SOURCE DATA:
--- Start ---

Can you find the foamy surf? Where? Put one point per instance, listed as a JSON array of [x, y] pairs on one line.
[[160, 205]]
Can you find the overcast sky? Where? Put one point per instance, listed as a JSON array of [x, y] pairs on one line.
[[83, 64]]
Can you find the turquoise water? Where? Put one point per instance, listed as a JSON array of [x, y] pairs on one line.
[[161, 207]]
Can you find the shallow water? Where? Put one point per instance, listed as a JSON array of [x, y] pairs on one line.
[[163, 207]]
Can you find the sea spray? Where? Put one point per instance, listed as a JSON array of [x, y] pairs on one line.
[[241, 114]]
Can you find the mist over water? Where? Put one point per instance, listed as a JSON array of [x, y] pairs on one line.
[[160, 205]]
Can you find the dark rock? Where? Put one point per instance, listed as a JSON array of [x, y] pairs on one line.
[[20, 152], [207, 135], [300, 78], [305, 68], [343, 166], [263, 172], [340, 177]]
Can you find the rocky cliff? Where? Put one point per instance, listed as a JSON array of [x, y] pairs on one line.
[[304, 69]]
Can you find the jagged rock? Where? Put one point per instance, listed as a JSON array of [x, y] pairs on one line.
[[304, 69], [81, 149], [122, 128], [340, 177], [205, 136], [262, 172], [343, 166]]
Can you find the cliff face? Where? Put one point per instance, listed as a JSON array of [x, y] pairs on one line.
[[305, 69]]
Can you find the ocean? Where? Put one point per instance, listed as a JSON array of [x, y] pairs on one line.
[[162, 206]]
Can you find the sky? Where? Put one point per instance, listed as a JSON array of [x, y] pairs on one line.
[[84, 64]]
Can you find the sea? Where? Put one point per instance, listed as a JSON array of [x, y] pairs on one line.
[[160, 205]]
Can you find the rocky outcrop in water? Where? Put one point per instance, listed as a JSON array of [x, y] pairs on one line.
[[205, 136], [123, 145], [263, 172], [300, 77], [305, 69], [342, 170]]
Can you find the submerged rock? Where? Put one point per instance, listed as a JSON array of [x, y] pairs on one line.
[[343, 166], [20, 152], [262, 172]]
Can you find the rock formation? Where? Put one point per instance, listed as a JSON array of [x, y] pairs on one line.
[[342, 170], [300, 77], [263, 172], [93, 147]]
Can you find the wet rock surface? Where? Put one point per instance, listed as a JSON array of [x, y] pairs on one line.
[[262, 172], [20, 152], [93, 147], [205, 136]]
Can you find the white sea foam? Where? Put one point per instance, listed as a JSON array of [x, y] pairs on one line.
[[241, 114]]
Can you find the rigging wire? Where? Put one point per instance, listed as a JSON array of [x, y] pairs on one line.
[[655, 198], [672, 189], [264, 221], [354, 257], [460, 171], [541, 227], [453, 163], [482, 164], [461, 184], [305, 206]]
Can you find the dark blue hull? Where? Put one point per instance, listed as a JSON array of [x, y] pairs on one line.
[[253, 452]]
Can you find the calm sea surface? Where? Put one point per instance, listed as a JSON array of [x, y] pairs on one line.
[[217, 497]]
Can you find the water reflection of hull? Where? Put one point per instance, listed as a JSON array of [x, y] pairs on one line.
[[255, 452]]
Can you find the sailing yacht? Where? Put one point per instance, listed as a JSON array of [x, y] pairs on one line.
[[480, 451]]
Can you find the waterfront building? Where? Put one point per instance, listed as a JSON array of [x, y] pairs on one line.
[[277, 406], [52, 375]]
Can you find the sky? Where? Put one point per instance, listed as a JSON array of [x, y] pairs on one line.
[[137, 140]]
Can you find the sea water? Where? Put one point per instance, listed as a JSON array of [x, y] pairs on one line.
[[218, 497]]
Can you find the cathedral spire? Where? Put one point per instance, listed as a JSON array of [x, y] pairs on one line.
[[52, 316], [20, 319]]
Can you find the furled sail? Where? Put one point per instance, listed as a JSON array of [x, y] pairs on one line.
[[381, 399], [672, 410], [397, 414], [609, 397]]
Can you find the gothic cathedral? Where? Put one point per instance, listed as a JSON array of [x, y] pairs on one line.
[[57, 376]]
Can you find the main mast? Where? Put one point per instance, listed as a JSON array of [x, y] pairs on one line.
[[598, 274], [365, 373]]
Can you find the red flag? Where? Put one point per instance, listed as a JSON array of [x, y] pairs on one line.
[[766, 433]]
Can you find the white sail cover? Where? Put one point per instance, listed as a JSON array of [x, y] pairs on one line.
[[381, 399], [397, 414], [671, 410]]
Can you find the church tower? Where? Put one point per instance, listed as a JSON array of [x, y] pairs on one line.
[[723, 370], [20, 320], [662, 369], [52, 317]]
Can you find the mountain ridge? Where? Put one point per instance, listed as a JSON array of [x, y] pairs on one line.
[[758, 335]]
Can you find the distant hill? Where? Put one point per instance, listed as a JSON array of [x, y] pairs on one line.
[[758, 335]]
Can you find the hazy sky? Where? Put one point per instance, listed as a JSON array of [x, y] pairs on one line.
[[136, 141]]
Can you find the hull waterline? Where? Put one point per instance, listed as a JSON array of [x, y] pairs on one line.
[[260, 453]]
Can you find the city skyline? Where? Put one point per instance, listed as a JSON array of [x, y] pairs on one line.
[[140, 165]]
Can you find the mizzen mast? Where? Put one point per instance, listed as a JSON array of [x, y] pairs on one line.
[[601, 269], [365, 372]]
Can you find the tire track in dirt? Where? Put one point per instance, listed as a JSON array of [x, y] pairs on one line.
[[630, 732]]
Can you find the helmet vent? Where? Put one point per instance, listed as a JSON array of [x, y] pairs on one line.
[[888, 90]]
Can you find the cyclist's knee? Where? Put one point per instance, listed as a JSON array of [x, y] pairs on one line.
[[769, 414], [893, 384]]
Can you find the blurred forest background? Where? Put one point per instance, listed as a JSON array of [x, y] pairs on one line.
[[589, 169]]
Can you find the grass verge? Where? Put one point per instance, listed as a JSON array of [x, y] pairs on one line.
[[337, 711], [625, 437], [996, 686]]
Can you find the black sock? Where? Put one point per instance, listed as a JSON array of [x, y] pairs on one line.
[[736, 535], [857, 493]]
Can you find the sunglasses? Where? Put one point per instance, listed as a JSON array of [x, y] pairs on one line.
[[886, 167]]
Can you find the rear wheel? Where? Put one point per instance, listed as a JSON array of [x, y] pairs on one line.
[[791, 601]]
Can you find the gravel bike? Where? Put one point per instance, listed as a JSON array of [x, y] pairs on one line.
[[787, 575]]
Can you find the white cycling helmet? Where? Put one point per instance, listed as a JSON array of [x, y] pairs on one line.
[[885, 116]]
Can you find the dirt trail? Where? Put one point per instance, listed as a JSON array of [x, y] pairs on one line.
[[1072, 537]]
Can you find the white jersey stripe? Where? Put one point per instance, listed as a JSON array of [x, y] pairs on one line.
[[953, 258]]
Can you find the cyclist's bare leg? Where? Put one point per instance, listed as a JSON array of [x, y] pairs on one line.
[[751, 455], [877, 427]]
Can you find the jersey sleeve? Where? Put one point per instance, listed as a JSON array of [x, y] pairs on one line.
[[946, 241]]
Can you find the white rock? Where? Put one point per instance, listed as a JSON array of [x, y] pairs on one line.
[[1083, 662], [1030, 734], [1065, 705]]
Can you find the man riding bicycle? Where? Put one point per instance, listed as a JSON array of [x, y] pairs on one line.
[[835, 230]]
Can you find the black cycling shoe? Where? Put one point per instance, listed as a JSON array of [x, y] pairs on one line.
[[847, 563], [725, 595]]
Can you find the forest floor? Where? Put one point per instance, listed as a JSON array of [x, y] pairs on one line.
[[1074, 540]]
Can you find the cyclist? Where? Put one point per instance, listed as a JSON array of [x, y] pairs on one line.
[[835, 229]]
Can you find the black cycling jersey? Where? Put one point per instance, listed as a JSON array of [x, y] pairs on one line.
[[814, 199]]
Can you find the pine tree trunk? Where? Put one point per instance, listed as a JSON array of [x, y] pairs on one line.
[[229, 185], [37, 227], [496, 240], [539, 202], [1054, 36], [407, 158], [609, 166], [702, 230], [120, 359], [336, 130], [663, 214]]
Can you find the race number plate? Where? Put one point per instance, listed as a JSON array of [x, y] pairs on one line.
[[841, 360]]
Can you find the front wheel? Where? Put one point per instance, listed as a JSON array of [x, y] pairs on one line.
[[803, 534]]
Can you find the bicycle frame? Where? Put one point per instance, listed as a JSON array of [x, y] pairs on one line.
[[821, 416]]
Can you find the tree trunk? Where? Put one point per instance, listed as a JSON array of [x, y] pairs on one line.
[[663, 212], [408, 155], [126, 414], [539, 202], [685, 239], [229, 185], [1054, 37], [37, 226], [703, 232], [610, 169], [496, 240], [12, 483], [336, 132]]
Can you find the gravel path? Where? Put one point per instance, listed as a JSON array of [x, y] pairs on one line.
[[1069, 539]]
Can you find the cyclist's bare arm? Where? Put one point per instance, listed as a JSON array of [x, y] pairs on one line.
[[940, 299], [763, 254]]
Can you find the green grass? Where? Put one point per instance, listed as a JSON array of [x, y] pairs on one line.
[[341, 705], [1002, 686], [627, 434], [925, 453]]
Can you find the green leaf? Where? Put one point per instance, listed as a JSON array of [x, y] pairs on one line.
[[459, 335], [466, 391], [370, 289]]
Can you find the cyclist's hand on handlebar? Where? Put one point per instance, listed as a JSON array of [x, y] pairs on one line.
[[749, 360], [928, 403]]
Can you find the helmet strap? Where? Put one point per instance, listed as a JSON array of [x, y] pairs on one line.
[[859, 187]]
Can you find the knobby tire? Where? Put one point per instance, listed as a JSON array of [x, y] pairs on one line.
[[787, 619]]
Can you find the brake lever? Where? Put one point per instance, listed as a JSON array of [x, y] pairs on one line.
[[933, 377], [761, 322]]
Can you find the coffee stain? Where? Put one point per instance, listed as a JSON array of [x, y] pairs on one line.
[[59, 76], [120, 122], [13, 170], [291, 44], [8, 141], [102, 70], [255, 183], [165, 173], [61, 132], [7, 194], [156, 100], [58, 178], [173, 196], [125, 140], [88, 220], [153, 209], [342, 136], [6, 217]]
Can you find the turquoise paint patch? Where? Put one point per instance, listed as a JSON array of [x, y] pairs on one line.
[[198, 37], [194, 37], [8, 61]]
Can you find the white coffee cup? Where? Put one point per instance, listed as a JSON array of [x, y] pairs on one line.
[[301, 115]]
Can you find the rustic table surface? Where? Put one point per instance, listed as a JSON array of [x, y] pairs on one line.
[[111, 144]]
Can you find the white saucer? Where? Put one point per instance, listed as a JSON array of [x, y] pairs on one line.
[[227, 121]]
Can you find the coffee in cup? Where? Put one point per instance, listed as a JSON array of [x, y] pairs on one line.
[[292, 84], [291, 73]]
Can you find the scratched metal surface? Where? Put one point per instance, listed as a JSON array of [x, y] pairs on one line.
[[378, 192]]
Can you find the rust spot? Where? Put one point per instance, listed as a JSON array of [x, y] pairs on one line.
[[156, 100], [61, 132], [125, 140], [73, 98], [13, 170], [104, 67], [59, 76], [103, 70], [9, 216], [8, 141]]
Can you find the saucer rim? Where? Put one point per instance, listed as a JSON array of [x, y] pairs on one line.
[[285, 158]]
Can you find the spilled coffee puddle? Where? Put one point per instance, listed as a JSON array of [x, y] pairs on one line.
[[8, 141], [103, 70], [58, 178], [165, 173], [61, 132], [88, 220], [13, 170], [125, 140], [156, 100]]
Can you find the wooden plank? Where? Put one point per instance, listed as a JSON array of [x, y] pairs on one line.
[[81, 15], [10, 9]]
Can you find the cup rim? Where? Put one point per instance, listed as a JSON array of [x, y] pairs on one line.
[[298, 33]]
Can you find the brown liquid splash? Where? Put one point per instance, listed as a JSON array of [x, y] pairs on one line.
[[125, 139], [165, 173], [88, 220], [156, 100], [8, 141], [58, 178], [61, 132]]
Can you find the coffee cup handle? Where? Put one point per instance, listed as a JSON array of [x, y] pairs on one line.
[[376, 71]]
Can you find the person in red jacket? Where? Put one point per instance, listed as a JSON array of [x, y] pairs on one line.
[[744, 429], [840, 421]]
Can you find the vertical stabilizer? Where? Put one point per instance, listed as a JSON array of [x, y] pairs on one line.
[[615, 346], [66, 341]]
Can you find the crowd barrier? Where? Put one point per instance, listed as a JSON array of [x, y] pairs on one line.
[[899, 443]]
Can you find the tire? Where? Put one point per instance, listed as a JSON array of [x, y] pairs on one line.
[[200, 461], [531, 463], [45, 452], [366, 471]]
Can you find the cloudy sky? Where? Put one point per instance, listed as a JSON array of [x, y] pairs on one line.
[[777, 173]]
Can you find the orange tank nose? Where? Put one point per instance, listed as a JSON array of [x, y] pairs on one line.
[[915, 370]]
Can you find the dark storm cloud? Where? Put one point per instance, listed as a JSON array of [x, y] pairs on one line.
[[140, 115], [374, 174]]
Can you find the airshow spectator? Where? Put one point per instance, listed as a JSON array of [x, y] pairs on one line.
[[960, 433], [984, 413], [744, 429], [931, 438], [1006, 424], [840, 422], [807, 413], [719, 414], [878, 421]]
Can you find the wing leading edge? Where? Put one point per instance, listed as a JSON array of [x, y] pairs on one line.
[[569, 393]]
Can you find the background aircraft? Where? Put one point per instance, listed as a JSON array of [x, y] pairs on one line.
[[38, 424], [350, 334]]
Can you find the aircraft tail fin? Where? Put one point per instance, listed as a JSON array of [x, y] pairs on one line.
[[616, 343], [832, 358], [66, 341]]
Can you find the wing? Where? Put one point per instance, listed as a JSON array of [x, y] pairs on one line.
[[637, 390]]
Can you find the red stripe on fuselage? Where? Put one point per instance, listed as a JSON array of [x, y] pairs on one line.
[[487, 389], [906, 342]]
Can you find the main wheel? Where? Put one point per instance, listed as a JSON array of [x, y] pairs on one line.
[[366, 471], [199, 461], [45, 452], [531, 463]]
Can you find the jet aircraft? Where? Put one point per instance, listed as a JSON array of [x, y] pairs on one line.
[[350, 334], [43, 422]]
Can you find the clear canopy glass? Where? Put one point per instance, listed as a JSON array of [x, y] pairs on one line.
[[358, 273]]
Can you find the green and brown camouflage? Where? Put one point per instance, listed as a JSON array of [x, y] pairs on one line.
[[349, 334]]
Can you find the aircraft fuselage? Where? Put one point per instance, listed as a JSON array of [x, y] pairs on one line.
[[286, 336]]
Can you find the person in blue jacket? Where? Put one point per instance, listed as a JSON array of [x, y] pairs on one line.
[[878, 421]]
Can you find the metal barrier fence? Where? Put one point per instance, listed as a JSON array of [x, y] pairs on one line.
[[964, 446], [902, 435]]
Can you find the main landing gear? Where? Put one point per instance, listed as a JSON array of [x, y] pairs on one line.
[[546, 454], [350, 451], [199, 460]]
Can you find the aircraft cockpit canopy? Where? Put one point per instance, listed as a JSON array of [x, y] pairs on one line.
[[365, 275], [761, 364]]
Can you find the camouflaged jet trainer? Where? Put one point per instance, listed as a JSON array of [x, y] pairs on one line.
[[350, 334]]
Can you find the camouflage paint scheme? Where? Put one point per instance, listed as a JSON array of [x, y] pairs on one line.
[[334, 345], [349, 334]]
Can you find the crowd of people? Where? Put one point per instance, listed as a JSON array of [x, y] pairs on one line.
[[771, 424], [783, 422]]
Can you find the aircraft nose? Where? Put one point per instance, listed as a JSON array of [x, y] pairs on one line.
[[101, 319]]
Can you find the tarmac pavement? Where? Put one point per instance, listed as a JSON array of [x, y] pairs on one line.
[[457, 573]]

--- End ---

WHAT IS EXPECTED: Print everything from the beginning of the records down to and including the line that contains "[[163, 207]]", copying each line character for character.

REPLY:
Can you find the foamy surf? Where? Put one point per instance, listed as a JSON array of [x, y] pairs on one line.
[[160, 205]]
Can you find the overcast sky? Where? Put one point per instance, listed as a JSON array of [x, y] pairs on one line.
[[83, 64]]
Can you find the turquoise water? Where? Put one point per instance, listed as a JSON array of [x, y] pairs on one line.
[[161, 207]]
Can you find the shallow water? Where? Put one point per instance, listed as a JSON array of [x, y] pairs on one line.
[[163, 207]]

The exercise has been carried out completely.